- _EXERCISE OBJECTIVE_: Copy every one of the records below line for line, omitting the pictures.

......

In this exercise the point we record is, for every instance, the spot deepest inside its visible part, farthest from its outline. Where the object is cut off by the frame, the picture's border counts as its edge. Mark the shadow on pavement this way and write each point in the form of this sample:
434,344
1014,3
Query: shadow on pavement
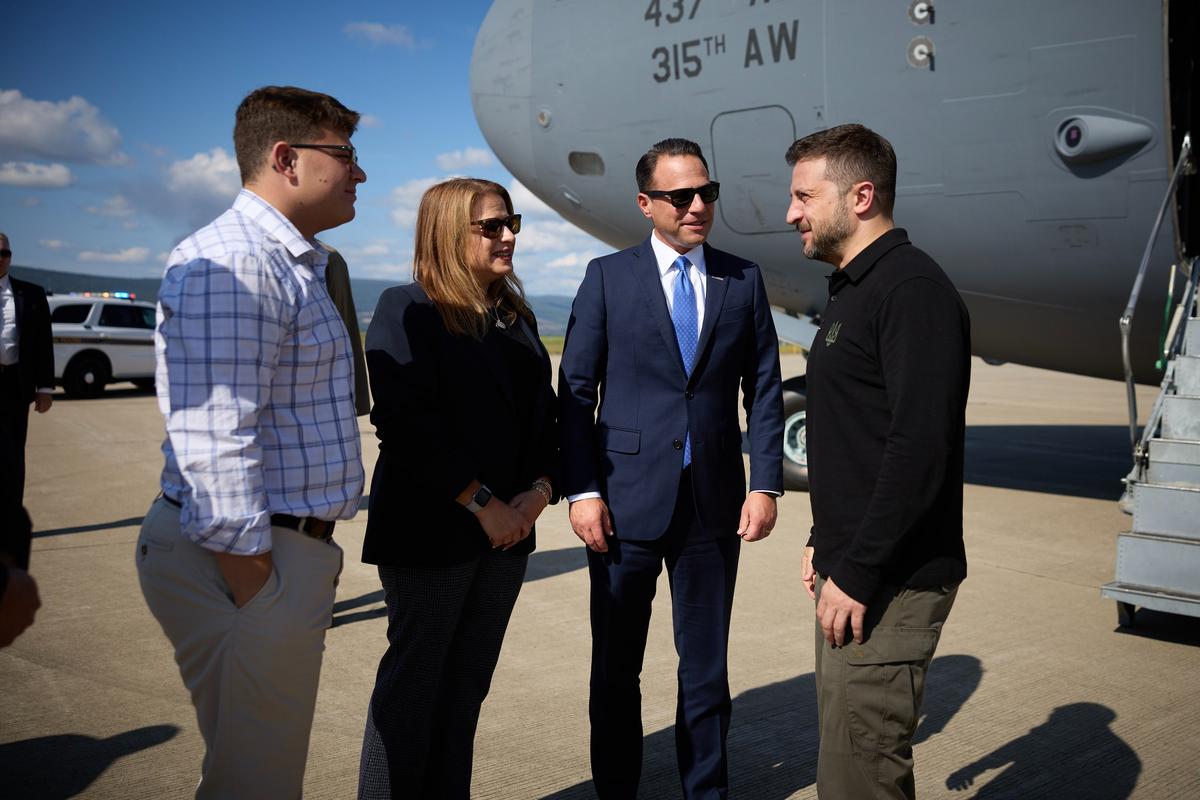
547,564
83,529
1072,755
65,765
1084,461
1161,626
359,602
773,737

......

- _EXERCISE OUTPUT_:
In this exercise the point we record is, for every instance, the spot deepest inside its visible part, farthest from its outline. Where the object is cut off by the frame, the picture's border counts as its edge. Mark the shadow on pavement this way and write each point in the form of this sample:
434,344
1014,3
Query: shadow on pavement
547,564
83,529
1072,755
65,765
1084,461
1161,626
359,602
773,737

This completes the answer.